Work request
Copying each record below exactly is the whole task.

——————

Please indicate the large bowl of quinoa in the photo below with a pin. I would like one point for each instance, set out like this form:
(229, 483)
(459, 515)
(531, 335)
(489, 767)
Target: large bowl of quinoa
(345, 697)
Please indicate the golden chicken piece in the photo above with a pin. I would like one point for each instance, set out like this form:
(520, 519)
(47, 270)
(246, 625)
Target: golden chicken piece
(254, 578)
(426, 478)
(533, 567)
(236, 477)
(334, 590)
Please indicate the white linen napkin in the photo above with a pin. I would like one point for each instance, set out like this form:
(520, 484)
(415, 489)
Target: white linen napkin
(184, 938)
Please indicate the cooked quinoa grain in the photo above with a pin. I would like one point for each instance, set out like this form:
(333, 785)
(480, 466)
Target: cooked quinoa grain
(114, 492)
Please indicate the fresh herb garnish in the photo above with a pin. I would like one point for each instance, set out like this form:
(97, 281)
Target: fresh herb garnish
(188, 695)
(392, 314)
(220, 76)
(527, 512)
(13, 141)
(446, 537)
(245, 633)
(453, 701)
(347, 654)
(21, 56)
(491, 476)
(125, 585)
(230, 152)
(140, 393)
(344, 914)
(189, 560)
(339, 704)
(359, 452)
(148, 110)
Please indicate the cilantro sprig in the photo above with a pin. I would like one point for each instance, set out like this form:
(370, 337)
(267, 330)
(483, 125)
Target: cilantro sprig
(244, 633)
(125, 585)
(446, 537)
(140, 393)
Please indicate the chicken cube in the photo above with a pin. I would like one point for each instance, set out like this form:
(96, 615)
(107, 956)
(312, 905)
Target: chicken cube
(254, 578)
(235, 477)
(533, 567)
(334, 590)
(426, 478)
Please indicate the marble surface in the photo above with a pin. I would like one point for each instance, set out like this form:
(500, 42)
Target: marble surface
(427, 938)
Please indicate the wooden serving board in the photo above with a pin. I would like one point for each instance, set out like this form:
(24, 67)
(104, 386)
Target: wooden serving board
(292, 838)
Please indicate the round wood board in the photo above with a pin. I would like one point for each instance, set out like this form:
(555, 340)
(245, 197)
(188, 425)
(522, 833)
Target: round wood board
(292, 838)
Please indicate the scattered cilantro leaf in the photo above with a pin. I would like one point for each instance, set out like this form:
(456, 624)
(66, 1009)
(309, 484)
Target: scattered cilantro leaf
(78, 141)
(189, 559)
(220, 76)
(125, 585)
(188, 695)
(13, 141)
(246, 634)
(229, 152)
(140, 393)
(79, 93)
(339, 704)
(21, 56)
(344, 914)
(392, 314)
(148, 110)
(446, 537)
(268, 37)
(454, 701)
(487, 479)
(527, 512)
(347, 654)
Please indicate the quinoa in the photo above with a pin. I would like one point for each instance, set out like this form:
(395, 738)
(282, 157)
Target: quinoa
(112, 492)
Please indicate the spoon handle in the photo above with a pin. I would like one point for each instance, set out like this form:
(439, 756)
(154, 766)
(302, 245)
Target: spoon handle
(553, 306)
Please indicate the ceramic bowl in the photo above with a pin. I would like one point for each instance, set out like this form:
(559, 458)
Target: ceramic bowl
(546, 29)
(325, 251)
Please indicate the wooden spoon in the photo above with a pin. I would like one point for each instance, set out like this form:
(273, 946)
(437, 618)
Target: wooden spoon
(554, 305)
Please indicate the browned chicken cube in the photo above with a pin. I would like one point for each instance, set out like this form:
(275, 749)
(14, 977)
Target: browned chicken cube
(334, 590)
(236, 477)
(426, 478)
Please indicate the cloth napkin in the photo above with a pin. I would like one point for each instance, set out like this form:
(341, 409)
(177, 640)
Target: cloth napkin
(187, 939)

——————

Completed exercise
Please indicate the large bowl of quinoa in the photo below with a pin. I would like one point for each instance, set out like this form:
(229, 483)
(459, 515)
(531, 335)
(489, 767)
Target: large bowl of quinoa
(345, 697)
Please indicate the golden chicken piece in the photo above with a pin. I would like one point for each instance, set out like this form:
(520, 519)
(47, 270)
(246, 625)
Target: golden chicken piece
(254, 578)
(426, 478)
(533, 567)
(236, 477)
(334, 590)
Please indicate the white linen napkin in the photo above with a pin. I would like one point for each instance, set out like this form:
(520, 484)
(415, 489)
Target: white linen napkin
(184, 938)
Please indicate the cooked quinoa grain in the photo above with a pin. I would like one point for each instance, set out like this form:
(333, 785)
(480, 466)
Target: cooked quinoa grain
(114, 492)
Please indicate the fresh herb garnish in the photo above with a pin. I would like one point for each instance, set out like this form:
(97, 281)
Target: fresh herb garnish
(188, 695)
(392, 314)
(220, 76)
(527, 512)
(13, 141)
(446, 537)
(245, 633)
(453, 701)
(347, 654)
(21, 56)
(491, 476)
(125, 585)
(230, 152)
(140, 393)
(344, 914)
(189, 560)
(339, 704)
(359, 452)
(148, 110)
Please indicate the cilantro sprig in the photo above with a pin. I would like one point for each instance, set out like this form:
(370, 337)
(267, 330)
(483, 125)
Target: cilantro sprig
(244, 633)
(125, 585)
(446, 537)
(140, 393)
Please indicate the chicken cube in the photo above with a pin. I would like one point for each instance, set out like this form:
(96, 615)
(107, 956)
(312, 905)
Target: chicken cube
(254, 578)
(235, 477)
(533, 567)
(334, 590)
(426, 478)
Please indicate the marble surface in the photo above with a pin. I would like one point for each instance, set out like this form:
(500, 42)
Target: marble surface
(427, 938)
Please indicate the wooden serving board in the photo above with a pin. I would like one point for each instance, set out like this form:
(24, 67)
(104, 386)
Target: wooden serving board
(292, 838)
Please indicate the round wood board in the photo above with a pin. I would like one point for each instance, set out like this form:
(555, 340)
(245, 197)
(188, 425)
(522, 833)
Target: round wood board
(292, 838)
Please indicate the scattered cilantro leaf in the photo above with a pin. I would like one point for each instance, set out like this form:
(456, 624)
(66, 1009)
(309, 484)
Target: scattered cilantro leaf
(78, 141)
(189, 559)
(220, 76)
(125, 585)
(188, 695)
(13, 141)
(246, 634)
(229, 152)
(140, 393)
(79, 93)
(339, 704)
(21, 56)
(344, 914)
(392, 314)
(148, 110)
(446, 537)
(268, 37)
(454, 701)
(487, 479)
(527, 512)
(347, 654)
Please indicate the quinoa in the photo above with a pin. I would like one point for each instance, set out like this form:
(395, 738)
(282, 157)
Target: quinoa
(112, 492)
Please indicate the spoon handle in the photo above with a pin. I would like one point for each instance, set out like this form:
(439, 756)
(154, 766)
(302, 245)
Target: spoon handle
(553, 306)
Please indicate the ceramic bowl in the photo above with a pin. I would like one point for each instance, set out like this form:
(559, 458)
Target: ceramic bowl
(546, 29)
(325, 251)
Please indicate the wooden spoon in the photo above with a pin. I would like one point for each instance, set out like this form:
(273, 946)
(437, 618)
Target: wooden spoon
(554, 305)
Please indicate the browned chicken cube in the photo above with a pin. I would like one point for each instance, set out like this form:
(275, 749)
(14, 977)
Target: browned chicken cube
(334, 590)
(236, 477)
(426, 478)
Please indicate the cloth napkin in the photo above with a pin. I would like one point for each instance, set out like this form:
(341, 409)
(177, 640)
Target: cloth napkin
(187, 939)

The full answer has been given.